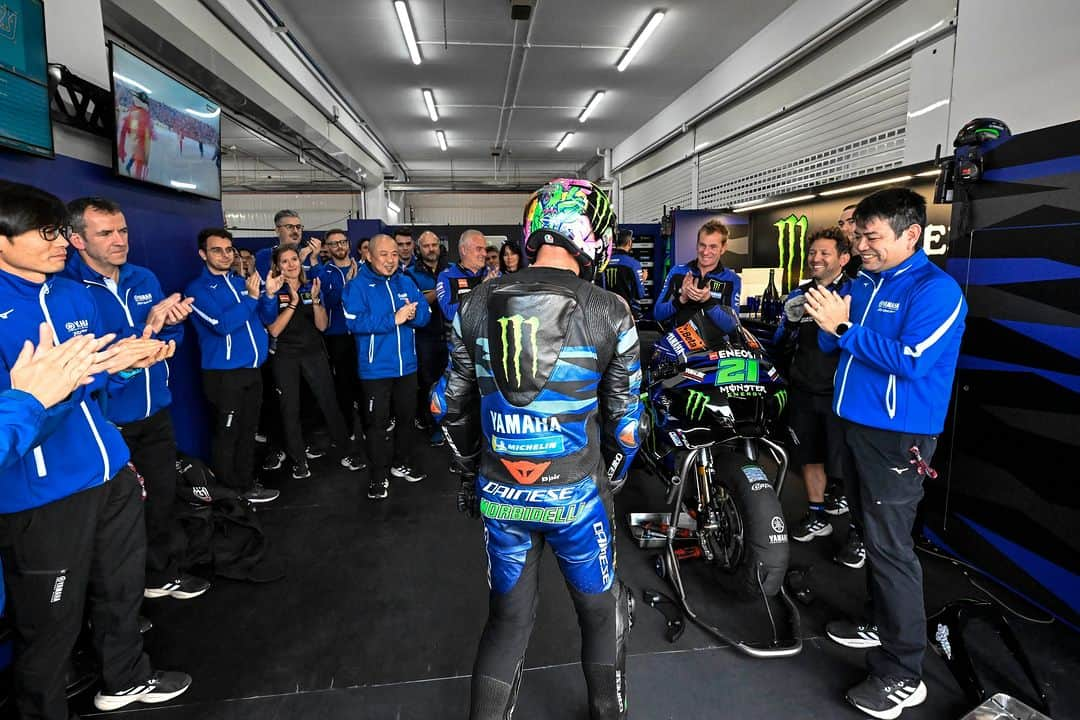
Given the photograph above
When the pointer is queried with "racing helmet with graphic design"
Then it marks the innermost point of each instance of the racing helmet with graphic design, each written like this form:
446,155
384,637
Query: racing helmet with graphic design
575,215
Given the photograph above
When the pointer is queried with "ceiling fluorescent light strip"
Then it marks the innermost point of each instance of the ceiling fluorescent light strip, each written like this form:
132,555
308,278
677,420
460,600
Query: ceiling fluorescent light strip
429,99
403,18
639,41
597,96
852,188
786,201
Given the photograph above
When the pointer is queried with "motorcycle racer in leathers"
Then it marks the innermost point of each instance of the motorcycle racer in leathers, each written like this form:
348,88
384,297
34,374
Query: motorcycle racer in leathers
540,406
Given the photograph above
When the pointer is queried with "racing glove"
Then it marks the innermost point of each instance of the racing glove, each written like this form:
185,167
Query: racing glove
468,501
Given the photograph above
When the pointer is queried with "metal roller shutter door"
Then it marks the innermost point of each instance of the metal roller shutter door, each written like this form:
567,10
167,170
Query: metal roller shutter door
855,131
644,202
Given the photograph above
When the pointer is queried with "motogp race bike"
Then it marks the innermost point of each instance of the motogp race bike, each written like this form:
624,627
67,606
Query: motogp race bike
711,402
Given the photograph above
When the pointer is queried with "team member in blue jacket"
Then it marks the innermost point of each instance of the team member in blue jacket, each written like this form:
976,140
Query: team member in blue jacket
129,300
382,308
701,283
461,277
623,273
340,347
899,335
70,504
230,314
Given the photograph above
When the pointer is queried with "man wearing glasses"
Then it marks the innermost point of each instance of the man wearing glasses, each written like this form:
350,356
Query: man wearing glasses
229,314
340,345
71,527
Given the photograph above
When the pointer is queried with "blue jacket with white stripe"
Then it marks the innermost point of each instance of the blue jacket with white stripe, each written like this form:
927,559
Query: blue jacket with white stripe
899,356
73,447
123,308
383,349
230,323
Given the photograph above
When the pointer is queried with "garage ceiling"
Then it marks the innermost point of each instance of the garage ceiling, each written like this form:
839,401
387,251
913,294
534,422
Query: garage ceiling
501,86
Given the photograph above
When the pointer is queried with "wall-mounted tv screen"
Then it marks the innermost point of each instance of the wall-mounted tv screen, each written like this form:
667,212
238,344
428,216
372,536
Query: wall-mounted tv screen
166,133
25,123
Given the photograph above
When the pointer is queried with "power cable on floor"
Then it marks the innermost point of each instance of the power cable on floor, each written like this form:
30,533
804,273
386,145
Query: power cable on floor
967,566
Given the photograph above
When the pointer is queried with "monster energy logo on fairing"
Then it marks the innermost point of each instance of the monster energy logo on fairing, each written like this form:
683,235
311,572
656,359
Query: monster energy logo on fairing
791,236
696,404
515,324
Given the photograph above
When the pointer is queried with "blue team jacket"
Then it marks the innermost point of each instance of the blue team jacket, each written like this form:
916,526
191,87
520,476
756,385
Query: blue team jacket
453,285
75,447
332,279
230,324
383,349
899,357
123,308
726,281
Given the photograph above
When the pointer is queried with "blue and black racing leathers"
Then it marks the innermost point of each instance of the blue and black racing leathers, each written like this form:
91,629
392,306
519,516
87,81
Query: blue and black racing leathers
541,399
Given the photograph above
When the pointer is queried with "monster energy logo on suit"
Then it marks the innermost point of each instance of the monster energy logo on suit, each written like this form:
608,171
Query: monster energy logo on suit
791,236
696,404
514,325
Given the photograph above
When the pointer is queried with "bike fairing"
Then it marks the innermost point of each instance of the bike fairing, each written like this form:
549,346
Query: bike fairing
123,308
899,356
76,447
725,287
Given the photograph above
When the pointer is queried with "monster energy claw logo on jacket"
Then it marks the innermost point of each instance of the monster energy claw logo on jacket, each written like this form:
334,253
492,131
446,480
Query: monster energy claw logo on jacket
513,329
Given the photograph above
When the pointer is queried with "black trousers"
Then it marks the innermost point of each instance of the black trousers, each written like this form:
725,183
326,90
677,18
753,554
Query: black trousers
341,351
235,397
153,453
432,356
89,547
385,398
315,371
883,496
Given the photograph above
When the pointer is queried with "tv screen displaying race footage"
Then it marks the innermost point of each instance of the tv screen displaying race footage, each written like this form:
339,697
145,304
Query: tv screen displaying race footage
166,133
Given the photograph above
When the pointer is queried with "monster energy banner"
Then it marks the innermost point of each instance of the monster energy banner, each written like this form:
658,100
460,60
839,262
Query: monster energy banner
780,236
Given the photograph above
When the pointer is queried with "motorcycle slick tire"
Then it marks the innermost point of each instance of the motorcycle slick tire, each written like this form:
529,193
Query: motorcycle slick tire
765,555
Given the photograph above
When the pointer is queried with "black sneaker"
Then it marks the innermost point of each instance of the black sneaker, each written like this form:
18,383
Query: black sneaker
853,635
836,503
852,554
161,687
184,587
353,463
274,460
378,489
811,526
407,473
887,697
260,494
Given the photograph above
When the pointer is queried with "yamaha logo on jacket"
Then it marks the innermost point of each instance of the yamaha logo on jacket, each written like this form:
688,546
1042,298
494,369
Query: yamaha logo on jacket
76,448
123,308
899,357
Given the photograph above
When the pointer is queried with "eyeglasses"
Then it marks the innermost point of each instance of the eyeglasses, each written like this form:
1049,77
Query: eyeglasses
51,232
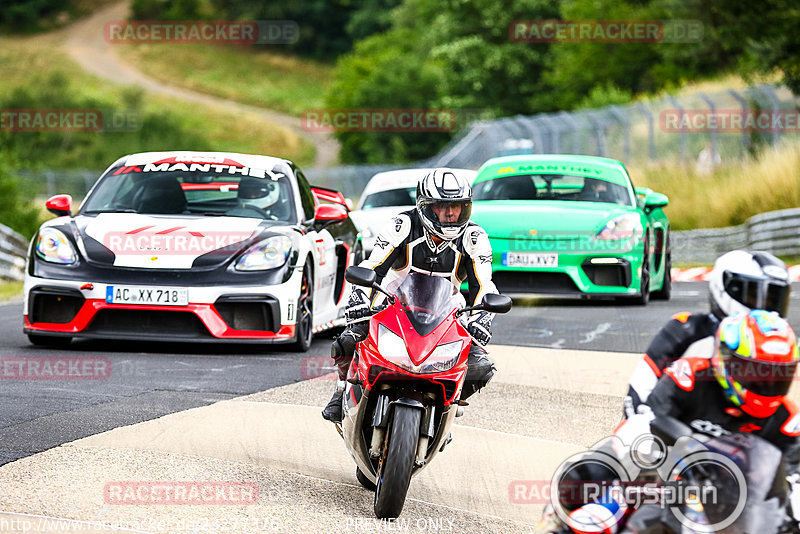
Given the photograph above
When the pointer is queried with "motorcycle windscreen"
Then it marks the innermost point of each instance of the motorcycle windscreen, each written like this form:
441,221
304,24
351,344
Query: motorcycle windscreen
426,300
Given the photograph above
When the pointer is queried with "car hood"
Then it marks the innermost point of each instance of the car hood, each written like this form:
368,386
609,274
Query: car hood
163,242
551,219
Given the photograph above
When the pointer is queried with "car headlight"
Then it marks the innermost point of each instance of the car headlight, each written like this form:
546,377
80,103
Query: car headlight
53,246
627,226
267,254
393,349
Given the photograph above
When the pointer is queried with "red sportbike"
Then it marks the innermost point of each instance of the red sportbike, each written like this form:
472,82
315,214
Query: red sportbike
403,388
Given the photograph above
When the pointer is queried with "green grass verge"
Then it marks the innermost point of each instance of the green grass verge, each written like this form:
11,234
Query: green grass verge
10,290
730,195
38,74
244,74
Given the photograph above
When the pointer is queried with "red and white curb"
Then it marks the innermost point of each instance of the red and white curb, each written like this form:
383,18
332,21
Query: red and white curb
328,325
701,274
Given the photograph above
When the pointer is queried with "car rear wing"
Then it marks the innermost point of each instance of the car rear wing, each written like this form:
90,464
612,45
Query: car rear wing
331,195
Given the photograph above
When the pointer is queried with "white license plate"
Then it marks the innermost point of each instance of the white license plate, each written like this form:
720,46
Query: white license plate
529,259
166,296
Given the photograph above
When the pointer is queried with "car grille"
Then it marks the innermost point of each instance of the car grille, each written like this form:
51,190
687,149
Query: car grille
249,312
54,305
533,282
148,322
608,275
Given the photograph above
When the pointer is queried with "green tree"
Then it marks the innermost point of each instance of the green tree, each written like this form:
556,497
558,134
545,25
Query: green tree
16,211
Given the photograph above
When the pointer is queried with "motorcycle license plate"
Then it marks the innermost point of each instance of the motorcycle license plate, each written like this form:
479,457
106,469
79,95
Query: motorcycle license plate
529,259
166,296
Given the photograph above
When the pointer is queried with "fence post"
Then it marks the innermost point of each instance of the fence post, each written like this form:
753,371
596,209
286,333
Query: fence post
554,130
651,134
684,138
574,127
776,135
626,124
714,133
742,102
599,132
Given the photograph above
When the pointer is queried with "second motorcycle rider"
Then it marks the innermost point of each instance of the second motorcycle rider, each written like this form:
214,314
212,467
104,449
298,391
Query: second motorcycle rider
435,238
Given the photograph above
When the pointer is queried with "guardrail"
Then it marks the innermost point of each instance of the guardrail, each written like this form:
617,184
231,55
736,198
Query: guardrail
777,232
13,250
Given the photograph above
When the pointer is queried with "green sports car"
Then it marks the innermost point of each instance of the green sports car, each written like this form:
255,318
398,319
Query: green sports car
576,225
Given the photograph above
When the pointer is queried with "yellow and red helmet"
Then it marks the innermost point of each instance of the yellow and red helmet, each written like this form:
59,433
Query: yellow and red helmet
755,360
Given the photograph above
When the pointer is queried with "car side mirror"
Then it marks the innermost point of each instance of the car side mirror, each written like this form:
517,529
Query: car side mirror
495,303
326,214
59,205
360,276
655,200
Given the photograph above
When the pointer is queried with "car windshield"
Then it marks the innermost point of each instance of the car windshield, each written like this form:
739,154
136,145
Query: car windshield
552,187
258,194
427,300
392,197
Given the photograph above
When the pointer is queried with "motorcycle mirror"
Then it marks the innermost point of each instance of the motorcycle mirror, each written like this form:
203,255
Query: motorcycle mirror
669,429
495,303
360,276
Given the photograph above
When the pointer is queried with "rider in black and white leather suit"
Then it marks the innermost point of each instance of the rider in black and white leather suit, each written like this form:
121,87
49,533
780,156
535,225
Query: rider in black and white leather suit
435,238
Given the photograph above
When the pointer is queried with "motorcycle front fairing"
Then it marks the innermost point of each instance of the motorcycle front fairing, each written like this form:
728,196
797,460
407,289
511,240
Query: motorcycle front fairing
423,319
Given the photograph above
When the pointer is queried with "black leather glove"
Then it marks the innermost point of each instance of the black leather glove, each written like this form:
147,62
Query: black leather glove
480,327
357,306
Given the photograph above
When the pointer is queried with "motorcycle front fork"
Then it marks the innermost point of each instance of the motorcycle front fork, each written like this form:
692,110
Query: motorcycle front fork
380,421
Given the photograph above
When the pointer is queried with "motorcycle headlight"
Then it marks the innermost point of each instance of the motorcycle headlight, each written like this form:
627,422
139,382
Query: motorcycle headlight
54,247
393,349
442,358
267,254
627,226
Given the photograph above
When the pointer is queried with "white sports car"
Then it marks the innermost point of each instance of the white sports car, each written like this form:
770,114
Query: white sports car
387,194
192,246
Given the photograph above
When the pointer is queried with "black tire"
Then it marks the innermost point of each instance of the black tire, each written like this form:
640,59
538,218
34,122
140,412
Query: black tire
364,481
397,462
49,341
305,314
666,289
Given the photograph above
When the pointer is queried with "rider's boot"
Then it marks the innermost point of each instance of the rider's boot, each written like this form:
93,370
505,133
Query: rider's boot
342,356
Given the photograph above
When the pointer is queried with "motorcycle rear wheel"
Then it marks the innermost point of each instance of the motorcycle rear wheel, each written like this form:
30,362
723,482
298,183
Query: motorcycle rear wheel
397,463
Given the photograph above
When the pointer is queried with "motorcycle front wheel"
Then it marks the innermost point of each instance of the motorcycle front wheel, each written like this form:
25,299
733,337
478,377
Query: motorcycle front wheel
397,462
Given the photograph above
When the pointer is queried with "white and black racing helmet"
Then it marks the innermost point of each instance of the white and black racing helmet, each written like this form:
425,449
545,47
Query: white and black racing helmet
443,188
742,281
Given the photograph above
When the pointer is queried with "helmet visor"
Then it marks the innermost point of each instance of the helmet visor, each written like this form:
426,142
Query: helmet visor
447,212
758,293
762,378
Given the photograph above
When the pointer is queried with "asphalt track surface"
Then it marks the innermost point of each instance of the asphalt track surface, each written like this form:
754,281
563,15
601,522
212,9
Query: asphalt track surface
199,412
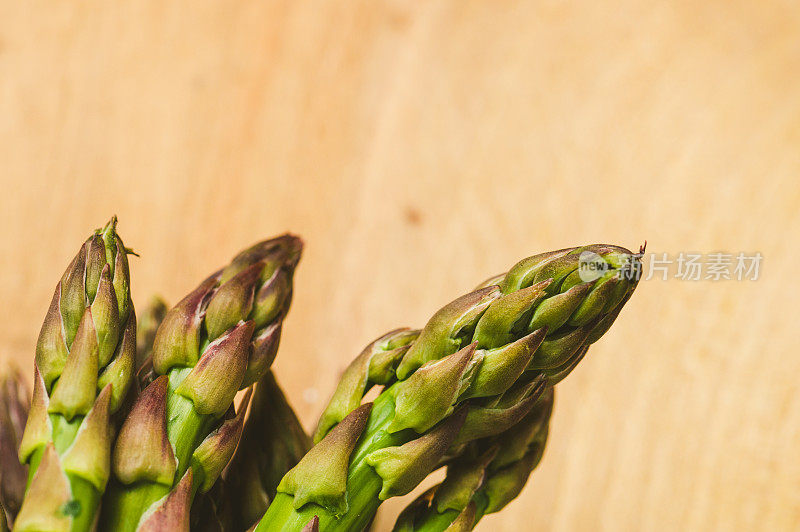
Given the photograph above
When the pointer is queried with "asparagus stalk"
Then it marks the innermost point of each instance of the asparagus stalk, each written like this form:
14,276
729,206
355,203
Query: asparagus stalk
476,369
149,321
273,442
219,339
83,370
484,478
14,401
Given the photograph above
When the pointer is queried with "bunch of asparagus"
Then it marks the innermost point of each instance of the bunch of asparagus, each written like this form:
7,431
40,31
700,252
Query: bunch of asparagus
142,431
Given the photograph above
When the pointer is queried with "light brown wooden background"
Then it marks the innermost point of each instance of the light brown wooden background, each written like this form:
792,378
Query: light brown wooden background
419,147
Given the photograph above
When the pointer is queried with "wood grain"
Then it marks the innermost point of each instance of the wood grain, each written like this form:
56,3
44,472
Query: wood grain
419,147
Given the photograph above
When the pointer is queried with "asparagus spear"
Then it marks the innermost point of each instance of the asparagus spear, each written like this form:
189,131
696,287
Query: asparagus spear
14,401
476,369
149,321
219,339
273,443
484,478
83,369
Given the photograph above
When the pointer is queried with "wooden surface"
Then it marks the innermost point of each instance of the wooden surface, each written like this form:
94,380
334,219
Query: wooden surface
419,147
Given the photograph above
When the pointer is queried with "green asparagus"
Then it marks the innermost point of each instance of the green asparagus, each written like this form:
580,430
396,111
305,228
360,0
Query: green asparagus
273,443
476,369
83,370
149,320
14,400
219,339
484,478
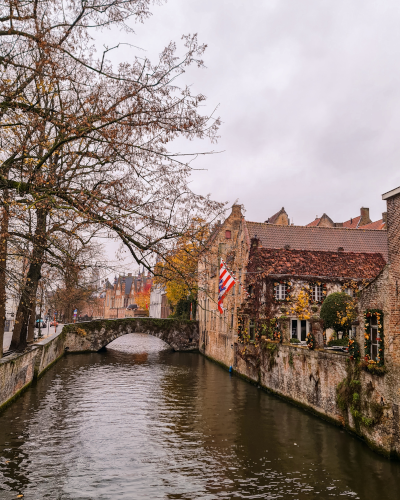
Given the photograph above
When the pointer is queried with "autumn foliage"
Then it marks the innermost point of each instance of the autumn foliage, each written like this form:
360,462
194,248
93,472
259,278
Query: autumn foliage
142,298
178,272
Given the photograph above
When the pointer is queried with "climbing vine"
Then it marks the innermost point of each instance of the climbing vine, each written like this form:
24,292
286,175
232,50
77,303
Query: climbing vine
310,339
301,307
311,287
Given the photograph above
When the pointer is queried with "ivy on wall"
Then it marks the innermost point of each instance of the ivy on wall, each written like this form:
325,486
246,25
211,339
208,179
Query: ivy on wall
311,286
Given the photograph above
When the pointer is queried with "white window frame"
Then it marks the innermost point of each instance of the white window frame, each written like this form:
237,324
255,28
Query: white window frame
374,327
299,328
317,293
280,291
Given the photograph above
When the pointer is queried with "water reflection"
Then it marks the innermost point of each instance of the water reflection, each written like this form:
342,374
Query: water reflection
141,422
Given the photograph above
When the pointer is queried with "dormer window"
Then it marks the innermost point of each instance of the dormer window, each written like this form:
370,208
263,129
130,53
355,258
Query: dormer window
280,291
316,293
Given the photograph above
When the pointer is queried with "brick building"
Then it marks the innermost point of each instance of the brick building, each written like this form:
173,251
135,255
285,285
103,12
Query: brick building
361,221
333,256
121,295
356,255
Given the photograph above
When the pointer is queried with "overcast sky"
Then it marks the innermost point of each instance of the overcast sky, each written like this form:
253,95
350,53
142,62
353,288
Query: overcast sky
309,95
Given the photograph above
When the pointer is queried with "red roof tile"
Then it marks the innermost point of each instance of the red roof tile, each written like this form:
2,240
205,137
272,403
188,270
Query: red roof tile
299,263
318,238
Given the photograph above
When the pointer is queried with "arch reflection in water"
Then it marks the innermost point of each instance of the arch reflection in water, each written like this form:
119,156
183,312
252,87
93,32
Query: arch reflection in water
141,422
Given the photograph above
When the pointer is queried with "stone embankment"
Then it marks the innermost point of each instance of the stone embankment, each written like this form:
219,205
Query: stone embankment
326,383
19,370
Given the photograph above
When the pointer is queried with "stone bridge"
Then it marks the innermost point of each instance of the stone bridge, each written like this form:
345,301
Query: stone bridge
181,335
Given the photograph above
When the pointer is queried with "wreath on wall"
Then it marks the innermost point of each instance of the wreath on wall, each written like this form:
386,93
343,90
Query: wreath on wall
368,315
289,289
309,288
310,339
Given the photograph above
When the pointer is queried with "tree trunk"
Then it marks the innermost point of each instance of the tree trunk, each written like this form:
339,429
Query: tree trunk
18,342
3,263
31,324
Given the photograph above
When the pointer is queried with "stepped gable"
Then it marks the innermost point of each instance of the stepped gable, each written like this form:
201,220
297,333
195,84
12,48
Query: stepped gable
274,218
352,223
325,239
314,223
317,264
379,224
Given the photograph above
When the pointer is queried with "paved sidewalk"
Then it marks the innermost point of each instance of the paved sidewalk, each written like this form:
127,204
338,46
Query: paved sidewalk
46,332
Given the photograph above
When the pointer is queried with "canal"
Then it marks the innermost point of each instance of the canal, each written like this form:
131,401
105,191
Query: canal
140,422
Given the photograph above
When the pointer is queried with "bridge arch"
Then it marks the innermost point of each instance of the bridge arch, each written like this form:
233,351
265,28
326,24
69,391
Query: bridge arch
92,336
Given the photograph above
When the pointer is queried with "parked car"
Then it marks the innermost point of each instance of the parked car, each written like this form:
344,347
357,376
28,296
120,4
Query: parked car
40,322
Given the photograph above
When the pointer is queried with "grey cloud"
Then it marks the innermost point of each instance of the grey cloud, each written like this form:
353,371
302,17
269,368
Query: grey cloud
309,94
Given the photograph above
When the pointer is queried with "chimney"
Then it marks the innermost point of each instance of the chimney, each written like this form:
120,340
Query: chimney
392,316
364,212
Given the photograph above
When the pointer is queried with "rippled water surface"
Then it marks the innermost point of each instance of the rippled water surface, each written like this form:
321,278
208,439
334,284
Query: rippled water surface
139,422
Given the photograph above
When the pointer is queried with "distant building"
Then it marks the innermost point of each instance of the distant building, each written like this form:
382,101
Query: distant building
159,307
362,221
121,294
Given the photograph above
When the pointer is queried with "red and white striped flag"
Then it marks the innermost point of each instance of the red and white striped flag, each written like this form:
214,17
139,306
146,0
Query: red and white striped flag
226,282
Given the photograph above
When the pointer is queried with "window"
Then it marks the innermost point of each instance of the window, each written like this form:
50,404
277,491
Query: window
299,329
374,338
316,293
252,329
294,328
280,291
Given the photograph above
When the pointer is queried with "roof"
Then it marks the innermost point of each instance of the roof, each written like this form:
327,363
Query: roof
273,219
379,224
352,223
327,239
314,223
350,265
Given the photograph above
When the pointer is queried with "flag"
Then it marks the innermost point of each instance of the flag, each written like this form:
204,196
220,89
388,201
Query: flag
226,282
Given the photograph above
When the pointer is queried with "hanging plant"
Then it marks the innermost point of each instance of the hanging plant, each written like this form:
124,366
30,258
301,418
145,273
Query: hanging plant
368,315
310,339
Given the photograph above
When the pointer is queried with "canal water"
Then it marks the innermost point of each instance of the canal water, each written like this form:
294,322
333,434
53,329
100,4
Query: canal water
140,422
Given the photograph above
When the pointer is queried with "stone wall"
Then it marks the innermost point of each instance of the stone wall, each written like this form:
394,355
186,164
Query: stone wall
181,335
16,374
315,379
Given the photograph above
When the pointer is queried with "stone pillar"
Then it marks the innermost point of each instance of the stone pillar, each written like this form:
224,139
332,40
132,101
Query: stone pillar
317,330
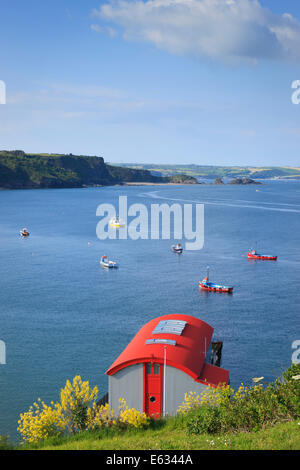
++++
Problem description: Could you set down exactly, and only, the lines from the line containing "the flag, each" through the last line of the records, both included, without the pictures?

Exercise output:
Then it marks the innermost point of each instance of the flag, each written like this form:
204,196
220,89
388,201
Query: flag
226,282
Given the photograph above
When the pointer is queried with "hanging plant"
Then it marks the innermost point of each instance of the hanging plant, each written like this form:
124,366
30,258
301,418
145,273
Query: hanging plant
368,315
310,339
Given the photograph above
When the pointer is queried with "canal water"
Then it marks the innermost point of each instance of the canal water, each written like this form:
294,322
333,434
53,329
100,4
Query: canal water
140,422
Given the photograph above
When the pointer is queried with "stone wall"
Then it marks the innermost point of each instance of the stone wall, each written like this form:
394,355
186,164
Query: stone wall
181,335
16,374
315,379
Given the photograph above
When the pointer is queried with "stone pillar"
Then it marks the innermost point of each instance of the stone pillar, each written like this form:
224,139
332,40
132,101
Query: stone pillar
317,330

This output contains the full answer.